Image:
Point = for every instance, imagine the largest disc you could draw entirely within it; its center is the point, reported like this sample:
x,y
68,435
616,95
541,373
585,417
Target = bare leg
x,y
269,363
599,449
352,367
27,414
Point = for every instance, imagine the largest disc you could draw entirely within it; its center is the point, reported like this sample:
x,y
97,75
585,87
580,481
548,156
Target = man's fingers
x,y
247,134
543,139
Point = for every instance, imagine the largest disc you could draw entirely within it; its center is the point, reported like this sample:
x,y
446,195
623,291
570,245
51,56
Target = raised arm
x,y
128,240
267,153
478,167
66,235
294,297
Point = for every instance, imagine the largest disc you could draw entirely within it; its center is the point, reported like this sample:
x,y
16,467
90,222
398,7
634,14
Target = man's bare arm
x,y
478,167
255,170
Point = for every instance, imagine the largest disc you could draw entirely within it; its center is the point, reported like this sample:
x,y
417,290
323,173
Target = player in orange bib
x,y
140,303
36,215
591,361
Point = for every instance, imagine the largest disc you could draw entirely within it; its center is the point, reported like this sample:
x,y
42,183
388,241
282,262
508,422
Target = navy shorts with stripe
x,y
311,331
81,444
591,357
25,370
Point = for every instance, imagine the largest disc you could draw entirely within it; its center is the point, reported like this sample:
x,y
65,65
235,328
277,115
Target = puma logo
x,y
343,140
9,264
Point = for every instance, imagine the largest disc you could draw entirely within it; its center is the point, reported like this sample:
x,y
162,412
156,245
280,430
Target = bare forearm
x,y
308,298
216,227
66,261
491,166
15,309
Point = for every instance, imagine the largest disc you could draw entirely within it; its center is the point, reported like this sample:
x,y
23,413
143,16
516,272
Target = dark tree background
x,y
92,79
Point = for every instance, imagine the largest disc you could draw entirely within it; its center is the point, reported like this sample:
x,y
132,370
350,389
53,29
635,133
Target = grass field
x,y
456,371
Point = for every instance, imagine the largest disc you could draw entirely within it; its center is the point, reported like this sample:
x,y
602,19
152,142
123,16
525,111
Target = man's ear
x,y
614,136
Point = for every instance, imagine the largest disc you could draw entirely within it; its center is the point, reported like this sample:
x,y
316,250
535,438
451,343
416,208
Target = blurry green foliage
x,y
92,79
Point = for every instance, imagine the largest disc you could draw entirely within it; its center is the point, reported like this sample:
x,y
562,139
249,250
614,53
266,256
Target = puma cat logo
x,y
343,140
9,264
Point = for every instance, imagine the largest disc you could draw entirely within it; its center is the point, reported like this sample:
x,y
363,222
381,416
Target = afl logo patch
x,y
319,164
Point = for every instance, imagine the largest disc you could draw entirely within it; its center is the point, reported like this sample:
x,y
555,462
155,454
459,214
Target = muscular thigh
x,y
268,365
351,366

****************

• Exercise: Write the material out again word for word.

• Answer box:
Image:
Point = for every instance, imagine the largest disc you could draw entirely within it; its center is the point, reported like this sample:
x,y
68,435
616,95
541,373
585,417
Target = bare leg
x,y
269,363
599,449
352,367
27,414
Point = for every instance, imagine the largest disc you could draw entirely within it; its center is the point, reported like this sample:
x,y
97,75
585,87
580,481
548,156
Target = man's fingers
x,y
247,134
543,139
Point = for every instance, imagine the largest disc you could draw entirely within it; its center is the point, reported like this sample:
x,y
446,195
623,291
570,245
51,56
Target = raised arm
x,y
128,240
267,153
478,167
66,235
294,297
Point = for every instance, imagine the largest disc you could draw entirely within it; its center is the point, reported like this sample:
x,y
16,467
90,222
398,7
634,14
Target = man's bare arm
x,y
478,167
255,170
Point = for every instance, imagine the largest disc you could draw entirely within it; its center is the point, reported like this sample:
x,y
417,290
323,173
Target = player in orange bib
x,y
140,303
36,215
591,361
Point = for every instance, imagine the largest disc you could draw entirely within it; its center is the point, reported like this sample:
x,y
42,183
388,241
282,262
508,422
Target = navy shorts with stripe
x,y
311,331
81,444
591,357
25,370
Point = for every instance, imagine the largest disc you could draw entirely within it; its center is the point, reported like this sample:
x,y
65,65
235,328
277,115
Target = puma logo
x,y
343,140
9,264
Point = for every instance, imagine the largest disc you could draw entirely within it; its center is the point, reported like this sample:
x,y
162,412
156,245
280,430
Target = bare forearm
x,y
308,298
216,227
66,261
491,166
15,309
Point = for every instance, imagine the largest disc you could draw entirely within it; its center is the point, reported like this sample:
x,y
23,413
143,16
516,272
Target = dark tree background
x,y
92,79
Point = for every instance, imagine the largest disc you could draw entirely within it; its center is the point, reported like this sample:
x,y
132,370
350,389
53,29
635,133
Target = grass field
x,y
456,371
Point = for every instance, imagine the largest disc you could draw entirely within it; its center is the point, reported like this sample:
x,y
602,19
152,142
123,16
525,111
Target = man's ear
x,y
614,136
Point = for every instance, imagine the largest disc you could draw entirely within it; its center is the point, reported like this sample:
x,y
316,250
535,438
451,343
416,208
Target = blurry green foliage
x,y
92,79
Point = for every instance, imagine the largest disc you could draw entirely within it; its center is the point, reported like this sample:
x,y
562,139
249,250
614,53
266,256
Target = puma cat logo
x,y
343,140
9,264
Point = for every instance, imagine the largest disc you could draw entirely within it; its center is the point, reported like this sample:
x,y
363,222
381,416
Target = afl logo patch
x,y
319,164
Point = for every instance, imagine the largest disc you could draw entirely within it; its center is the point, reported like this sample:
x,y
555,462
155,454
459,214
Target = muscular thigh
x,y
268,365
351,366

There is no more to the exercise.